— START —

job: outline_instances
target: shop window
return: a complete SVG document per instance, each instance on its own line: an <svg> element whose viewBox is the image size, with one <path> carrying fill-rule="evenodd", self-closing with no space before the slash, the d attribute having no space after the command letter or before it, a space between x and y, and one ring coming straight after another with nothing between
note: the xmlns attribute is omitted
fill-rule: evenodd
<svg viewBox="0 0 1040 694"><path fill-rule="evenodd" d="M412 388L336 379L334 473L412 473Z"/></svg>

— END —

### Set problem
Render each line of the items above as a Markdown table with the columns Row and Line, numbering the rows in order and omitting blank lines.

### Complete response
| Row | Line |
|---|---|
| 1 | job: outline_instances |
| 2 | target: shop window |
| 3 | return: a complete SVG document per instance, each instance on its own line: an <svg> element whose viewBox is the image size, with one <path> carrying fill-rule="evenodd", self-closing with no space before the slash, the d attribute having no space after the command letter or before it, a space between x and y, and one ring coming straight after another with nothing between |
| 4 | note: the xmlns attribute is omitted |
| 5 | fill-rule: evenodd |
| 6 | <svg viewBox="0 0 1040 694"><path fill-rule="evenodd" d="M412 388L336 379L334 473L412 473Z"/></svg> |